__Exercises__
a - For each statement about the passage on the classical-quantum boundary, say whether it agrees with the passage (yes or no) and quote the exact words that decide it. (i) Entangled particles have properties linked in ways classical physics cannot explain. (ii) The tiny scales at which quantum systems operate make them easy to observe. (iii) Physicists have observed quantum phenomena only in subatomic particles.
b - Reproduce word for word the part of the passage on the classical-quantum boundary starting at "Trying to find" and ending at "find an answer.".

Trying to find the boundary between classical and quantum Physics to unravel quantum limits

The question of where the boundary between classical and quantum physics lies is one of the longest-standing pursuits of modern scientific research, and in new research published recently, scientists demonstrate a novel platform that could help us find an answer.

The laws of quantum physics govern the behavior of particles at miniscule scales, leading to phenomena such as quantum entanglement, where the properties of entangled particles become inextricably linked in ways that cannot be explained by classical physics.

Research in quantum physics helps us to fill gaps in our knowledge of physics and can give us a more complete picture of reality, but the tiny scales at which quantum systems operate can make them difficult to observe and study.

Over the past century, physicists have successfully observed quantum phenomena in increasingly larger objects, all the way from subatomic particles like electrons to molecules which contain thousands of atoms.

__Recorded data__
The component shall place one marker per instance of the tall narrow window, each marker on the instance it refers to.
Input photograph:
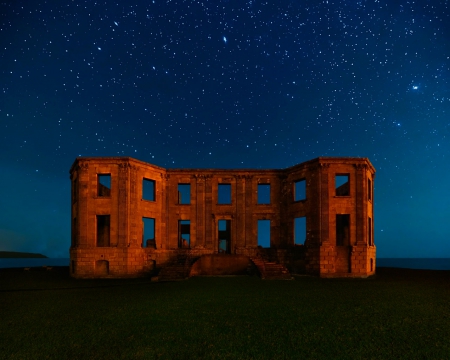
(184, 194)
(104, 185)
(224, 194)
(300, 190)
(103, 230)
(224, 236)
(342, 184)
(184, 234)
(300, 230)
(148, 233)
(342, 229)
(148, 189)
(74, 191)
(74, 231)
(264, 233)
(263, 193)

__Solutions by task__
a -
(i) Yes: "the properties of entangled particles become inextricably linked in ways that cannot be explained by classical physics"
(ii) No: "the tiny scales at which quantum systems operate can make them difficult to observe and study"
(iii) No: "all the way from subatomic particles like electrons to molecules which contain thousands of atoms"

b -
Trying to find the boundary between classical and quantum Physics to unravel quantum limits

The question of where the boundary between classical and quantum physics lies is one of the longest-standing pursuits of modern scientific research, and in new research published recently, scientists demonstrate a novel platform that could help us find an answer.